(Text):

Erin Gemmell

Personal information
- National team: United States
- Born: December 2, 2004 (age 21) Potomac, Maryland, U.S.

Sport
- Sport: Swimming
- Strokes: Freestyle
- Club: Nation's Capital Swim Club
- Coach: Bruce Gemmell

Medal record
Women's swimming
Representing United States
| Event | 1st | 2nd | 3rd |
| World Championships (LC) | 0 | 3 | 0 |
| World Championships (SC) | 1 | 1 | 1 |
| Pan Pacific Championships | 0 | 1 | 0 |
| World Junior Championships | 2 | 0 | 0 |
| Junior Pan Pac Championships | 6 | 0 | 1 |
| Total | 9 | 5 | 2 |
Olympic Games
| Silver medal – second place | 2024 Paris | 4×200 m freestyle |
World Championships (LC)
| Silver medal – second place | 2023 Fukuoka | 4×200 m freestyle |
| Silver medal – second place | 2025 Singapore | 4×100 m freestyle |
| Silver medal – second place | 2025 Singapore | 4×200 m freestyle |
World Championships (SC)
| Gold medal – first place | 2022 Melbourne | 4×50 m freestyle |
| Silver medal – second place | 2022 Melbourne | 4×100 m freestyle |
| Bronze medal – third place | 2022 Melbourne | 4×200 m freestyle |
Pan Pacific Championships
| Silver medal – second place | 2026 Irvine | 4×200 m freestyle |
World Junior Championships
| Gold medal – first place | 2019 Budapest | 4×200 m freestyle |
| Gold medal – first place | 2019 Budapest | 4×100 m freestyle |
Junior Pan Pac Championships
| Gold medal – first place | 2022 Honolulu | 100 m freestyle |
| Gold medal – first place | 2022 Honolulu | 200 m freestyle |
| Gold medal – first place | 2022 Honolulu | 400 m freestyle |
| Gold medal – first place | 2022 Honolulu | 4×100 m freestyle |
| Gold medal – first place | 2022 Honolulu | 4×200 m freestyle |
| Gold medal – first place | 2022 Honolulu | 4×100 m medley |
| Bronze medal – third place | 2022 Honolulu | 50 m freestyle |

= Erin Gemmell =

American swimmer (born 2004)

Erin Gemmell (/ˈgɛməl/ GHEM-əl; born December 2, 2004) is an American competitive swimmer. She is an American record holder in the short course 4×200 meter freestyle relay. In the 200 metre freestyle, she won the gold medal at the 2022 Junior Pan Pacific Championships and placed fourth at the 2022 World Short Course Championships. In the 400 meter freestyle, she won the gold medal at the 2022 Junior Pan Pacific Championships, the 2022 US National title, and placed sixth at the 2022 World Short Course Championships. For the 4×200 meter freestyle relay, she won a bronze medal at the 2022 World Short Course Championships as well as gold medals at the 2019 World Junior Championships and 2022 Junior Pan Pacific Championships, swimming on the finals relay at each competition. At the 2024 Paris Olympics, Gemmell, along with Claire Weinstein, Katie Ledecky, and Paige Madden, won the silver medal in the 4 × 200 m freestyle relay.

(Exercise instructions):
Summarize the swimmer text in two sentences. Rely only on the swimmer text.

(Data rows):
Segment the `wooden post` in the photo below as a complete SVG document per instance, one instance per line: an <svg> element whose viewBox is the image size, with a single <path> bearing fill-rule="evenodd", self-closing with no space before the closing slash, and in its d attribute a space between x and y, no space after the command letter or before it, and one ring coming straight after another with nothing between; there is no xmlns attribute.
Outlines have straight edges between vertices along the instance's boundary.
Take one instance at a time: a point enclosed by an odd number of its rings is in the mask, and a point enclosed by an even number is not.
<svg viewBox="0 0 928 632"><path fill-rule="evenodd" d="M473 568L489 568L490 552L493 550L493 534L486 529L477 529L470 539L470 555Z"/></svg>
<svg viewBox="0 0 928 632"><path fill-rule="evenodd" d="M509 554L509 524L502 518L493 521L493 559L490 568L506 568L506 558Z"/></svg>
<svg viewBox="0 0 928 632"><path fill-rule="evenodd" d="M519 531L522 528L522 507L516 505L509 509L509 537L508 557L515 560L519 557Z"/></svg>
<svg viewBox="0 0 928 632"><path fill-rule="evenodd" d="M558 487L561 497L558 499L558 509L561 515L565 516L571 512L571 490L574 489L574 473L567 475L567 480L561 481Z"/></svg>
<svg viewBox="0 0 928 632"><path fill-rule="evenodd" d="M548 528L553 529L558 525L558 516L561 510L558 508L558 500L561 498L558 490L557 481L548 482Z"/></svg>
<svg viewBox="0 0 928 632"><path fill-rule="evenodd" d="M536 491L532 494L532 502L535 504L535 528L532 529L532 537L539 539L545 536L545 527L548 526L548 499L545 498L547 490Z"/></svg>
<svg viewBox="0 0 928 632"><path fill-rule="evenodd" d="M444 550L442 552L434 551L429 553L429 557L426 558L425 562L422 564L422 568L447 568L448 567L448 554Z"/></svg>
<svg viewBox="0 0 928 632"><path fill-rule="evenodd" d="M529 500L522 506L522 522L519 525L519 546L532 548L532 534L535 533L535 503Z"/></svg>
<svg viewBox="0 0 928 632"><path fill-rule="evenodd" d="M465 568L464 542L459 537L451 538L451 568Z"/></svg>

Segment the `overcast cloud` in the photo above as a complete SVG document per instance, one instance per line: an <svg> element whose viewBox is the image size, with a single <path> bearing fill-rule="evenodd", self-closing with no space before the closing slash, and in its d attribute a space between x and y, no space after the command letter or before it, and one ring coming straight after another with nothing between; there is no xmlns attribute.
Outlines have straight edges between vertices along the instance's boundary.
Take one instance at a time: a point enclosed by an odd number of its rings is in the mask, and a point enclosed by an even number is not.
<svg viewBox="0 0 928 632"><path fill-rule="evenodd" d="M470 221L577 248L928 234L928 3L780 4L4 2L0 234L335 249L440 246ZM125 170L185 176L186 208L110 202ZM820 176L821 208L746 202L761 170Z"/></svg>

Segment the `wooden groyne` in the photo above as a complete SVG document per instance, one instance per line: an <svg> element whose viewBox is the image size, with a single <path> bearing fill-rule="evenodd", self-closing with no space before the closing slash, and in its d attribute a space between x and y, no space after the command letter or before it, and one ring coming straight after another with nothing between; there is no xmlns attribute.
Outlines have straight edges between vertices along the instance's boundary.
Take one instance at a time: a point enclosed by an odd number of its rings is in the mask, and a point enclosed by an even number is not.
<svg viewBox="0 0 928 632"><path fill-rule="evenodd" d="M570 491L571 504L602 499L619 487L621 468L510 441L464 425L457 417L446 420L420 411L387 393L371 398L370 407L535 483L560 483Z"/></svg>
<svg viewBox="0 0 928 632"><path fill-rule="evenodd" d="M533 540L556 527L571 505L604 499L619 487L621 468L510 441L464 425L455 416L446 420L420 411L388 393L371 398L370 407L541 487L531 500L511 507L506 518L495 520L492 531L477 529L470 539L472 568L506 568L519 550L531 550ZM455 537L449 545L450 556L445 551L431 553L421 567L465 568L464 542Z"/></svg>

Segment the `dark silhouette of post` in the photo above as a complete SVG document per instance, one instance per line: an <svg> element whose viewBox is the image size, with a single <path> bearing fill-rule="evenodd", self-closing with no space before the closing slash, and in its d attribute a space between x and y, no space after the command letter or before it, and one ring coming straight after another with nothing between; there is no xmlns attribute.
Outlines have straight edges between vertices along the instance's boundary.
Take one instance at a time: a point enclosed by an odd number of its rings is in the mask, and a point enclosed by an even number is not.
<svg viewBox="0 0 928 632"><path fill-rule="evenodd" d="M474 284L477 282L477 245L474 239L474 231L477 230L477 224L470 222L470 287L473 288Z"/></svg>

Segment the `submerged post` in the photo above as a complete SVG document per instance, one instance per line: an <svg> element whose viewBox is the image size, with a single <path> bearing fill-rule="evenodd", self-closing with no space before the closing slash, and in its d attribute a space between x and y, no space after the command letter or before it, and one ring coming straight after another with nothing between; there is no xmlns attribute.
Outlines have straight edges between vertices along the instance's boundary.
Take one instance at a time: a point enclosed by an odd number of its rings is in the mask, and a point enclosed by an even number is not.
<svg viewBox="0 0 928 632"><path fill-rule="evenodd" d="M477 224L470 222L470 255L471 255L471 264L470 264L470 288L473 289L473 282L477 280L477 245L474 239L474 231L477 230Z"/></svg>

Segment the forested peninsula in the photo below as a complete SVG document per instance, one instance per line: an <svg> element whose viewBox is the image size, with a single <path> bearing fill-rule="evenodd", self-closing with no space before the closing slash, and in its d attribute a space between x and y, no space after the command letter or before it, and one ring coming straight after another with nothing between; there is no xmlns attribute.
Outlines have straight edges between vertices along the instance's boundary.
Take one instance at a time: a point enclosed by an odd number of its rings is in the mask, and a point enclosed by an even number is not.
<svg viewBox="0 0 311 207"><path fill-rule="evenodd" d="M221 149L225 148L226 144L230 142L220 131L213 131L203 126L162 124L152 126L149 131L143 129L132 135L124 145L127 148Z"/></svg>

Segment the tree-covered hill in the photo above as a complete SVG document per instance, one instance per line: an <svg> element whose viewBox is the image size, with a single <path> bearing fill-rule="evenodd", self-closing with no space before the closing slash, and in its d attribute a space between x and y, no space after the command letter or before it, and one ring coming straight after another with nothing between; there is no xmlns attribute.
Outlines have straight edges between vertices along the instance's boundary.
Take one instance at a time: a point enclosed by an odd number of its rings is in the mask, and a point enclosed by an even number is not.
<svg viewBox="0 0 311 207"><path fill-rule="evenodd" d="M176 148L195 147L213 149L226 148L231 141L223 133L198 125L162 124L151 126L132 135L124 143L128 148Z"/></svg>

(Solution below):
Erin Gemmell, born December 2, 2004, is an American competitive freestyle swimmer who holds an American record in the short course 4×200 meter freestyle relay. Her results include gold medals in the 200 and 400 meter freestyle at the 2022 Junior Pan Pacific Championships, the 2022 US National title in the 400 meter freestyle, and a silver medal in the 4 × 200 m freestyle relay at the 2024 Paris Olympics.